======== Texto a ler

E para que o fizessem tiveram que realizar as obras em apreço nestes autos, nomeadamente o aumento em uma folha do seu portão e a feitura da rampa em cimento, atentas as dimensões exíguas da entrada do seu prédio, bem como o desnível entre o aludido caminho e a mesma – foi o que se constatou no local.
Com efeito, diz-se naquela sentença que a servidão era usada, há mais de 23 anos, para passagem, além de a pé e de mota, também de carro, e de forma regular pelos RR. e familiares de carro há cerca de 9 anos, sendo certo que a acção deu entrada no ano 2000 (atento o número do processo).
Neste jaez, é mais verosímil a tese apresentada pelos RR. no sentido de que as aludidas obras foram executadas aquando da construção da garagem, com vista à compra do veiculo que ocorreu posteriormente.
Acresce que as testemunhas dos AA., foram genéricas nos seus depoimentos, quanto às datas, da feitura das obras pelos RR., umas referindo que foram no ano 2000, outras em datas diferentes».
Ora, não se afigura procedente a afirmação de que as testemunhas indicadas pelos autores prestaram todas elas um «…depoimento parcial e inverosímil por si e entre si e quando conjugado com a demais prova produzida…».
Esta afirmação não vem justificada e após a audição dos depoimentos não se detectaram indícios claros de parcialidade (que existirá quando se omitem factos verdadeiros que favorecem a parte contrária) e muito menos de inverosimilhança.
Aliás, em matéria de inverosimilhança o depoimento das testemunhas indicadas pelos réus mostra-se verosímil.
Com efeito, as testemunhas não negam a existência de uma servidão e a existência de um portão no prédio dos réus e mesmo de uma rampa, o que dizem é que a abertura do portão foi alargada cerca do ano 2000 e adicionada rampa por forma a coincidir com a abertura do portão que passou a ter três folhas em vez de duas, abrindo a do meio para o prédio dos autores.

================
======== Dados disponíveis

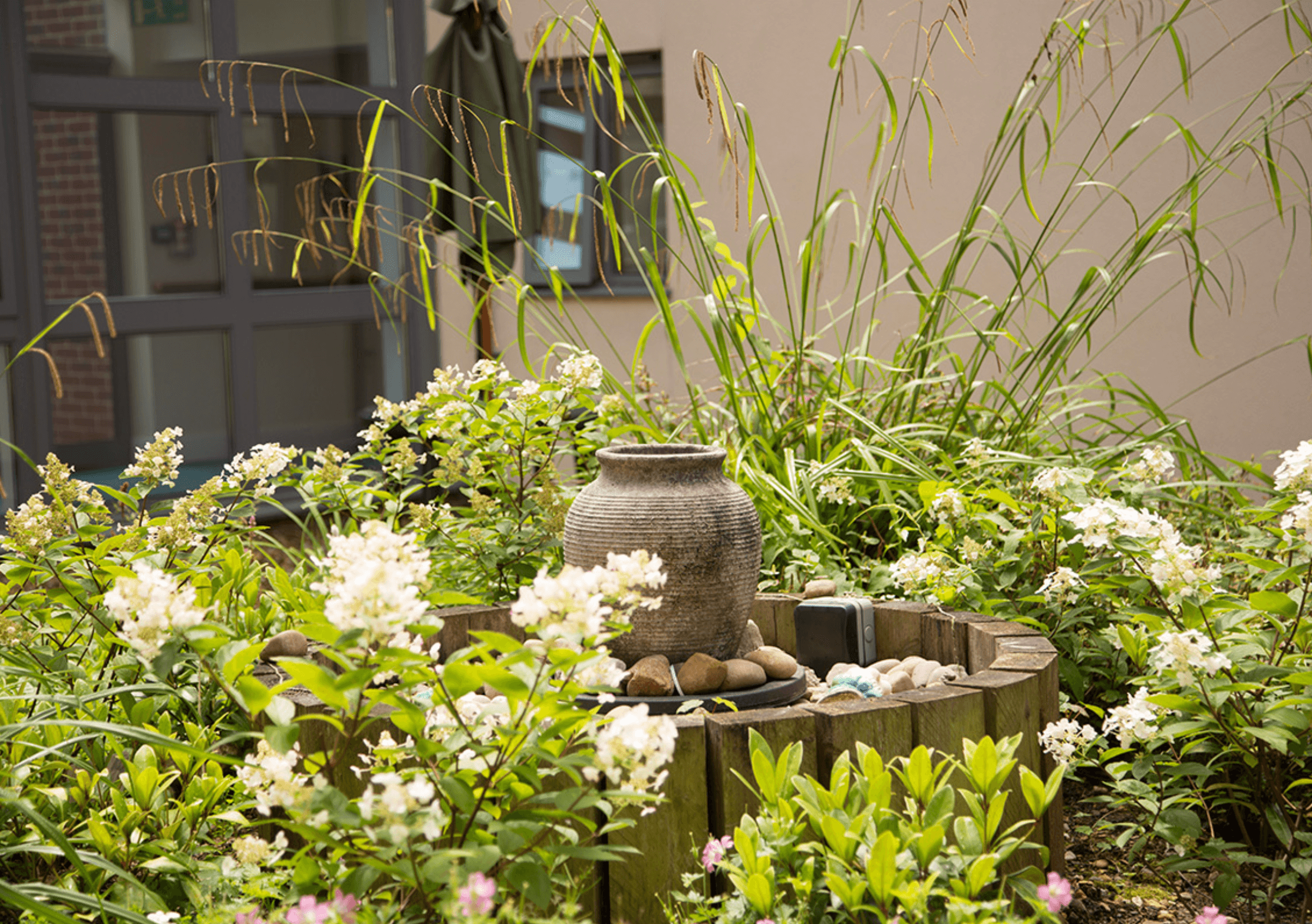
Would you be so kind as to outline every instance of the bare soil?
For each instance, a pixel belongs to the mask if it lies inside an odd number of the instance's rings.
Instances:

================

#### Tarefas a realizar
[1] No texto sobre a servidão, há quantos anos era usada a servidão para passagem, segundo a sentença referida?
[2] Prossiga o texto sobre a servidão e as obras no portão a partir da última frase apresentada.

#### Respostas às tarefas
[1] Há mais de 23 anos.

[2]
Aliás, a testemunha I… até referiu que os réus fizeram as obras a que se refere a acção após o neto dos réus ter tirado a carta e comprado um automóvel, o que implicou a feitura das obras para caber no prédio dos réus este automóvel juntamente com um outro veículo que pertencia aos réus.
Por outro lado, as testemunhas dos autores situam as obras pelo ano 2000 referindo-as em relação a outros factos, como a idade de crianças.
Diz-se na fundamentação que «…da conjugação da prova produzida, conclui-se que, os réus já utilizam o caminho de servidão há mais de 20 anos, incluindo com carro, como foi dado como provado na sentença aludida nos factos provados.
E para que o fizessem tiveram que realizar as obras em apreço nestes autos, nomeadamente o aumento em uma folha do seu portão e a feitura da rampa em cimento, atentas as dimensões exíguas da entrada do seu prédio, bem como o desnível entre o aludido caminho e a mesma – foi o que se constatou no local».
Vejamos.
Os autores não negam que a servidão já existia quando os réus compraram a casa, tendo a testemunha G… referido, inclusive, que os réus pediram aos autores para estes alargarem o portão de entrada a partir da via pública porque era demasiado estreito para permitir a entrada de carros (minuto 07:06), o que os autores fizeram, pois na altura todos se davam bem, não sendo possível alargá-lo mais (minuto 07:35).
Os autores não questionam, pois, que a passagem existe desde que os réus compraram a casa, o que dizem é que forma feitas obras ilícitas, pelo ano 2000.
Por conseguinte, a afirmação feita na sentença de que «…é mais verosímil a tese apresentada pelos RR. no sentido de que as aludidas obras foram executadas aquando da construção da garagem, com vista à compra do veiculo que ocorreu posteriormente», não é segura, pois não explica a necessidade de alargamento da abertura do portão devido à compra de um segundo veículo que passou a ser recolhido no prédio dos réus.
Por isso, se é verosímil que tenham sido feitas obras na servidão quando os réus compraram um veículo, facto que os autores não negam, também é verosímil que tenham feito obras de adaptação quando passou a existir mais um outro veículo.
Ora, a existência deste segundo veículo e a sua relação causal com as obras não foi contraditada perla prova produzida pelos réus.
Aliás, como resulta do depoimento de parte de ambos os réus (cfr. acta da audiência de 18 de Novembro de 2013), os mesmos confessaram que alargaram o portão («alargou um portão de duas folhas para três folhas» - réu marido).
Considerando que só se alarga um portão porque já existe um portão, o que é que isto implica?
Implica que tenham existido num primeiro momento obras em cujo âmbito se incluiu um portão de duas folhas (que mais tarde foi alargado).
E implica que mais tarde tenham sido realizadas outras obras, novas, em cujo âmbito se incluiu o alargamento do portão, que passou de duas para três folhas.
Ora, isto é incompatível, com aversão dos réus no sentido de que as obras que se encontram feitas estão lá desde o início, ou desde a construção da garagem.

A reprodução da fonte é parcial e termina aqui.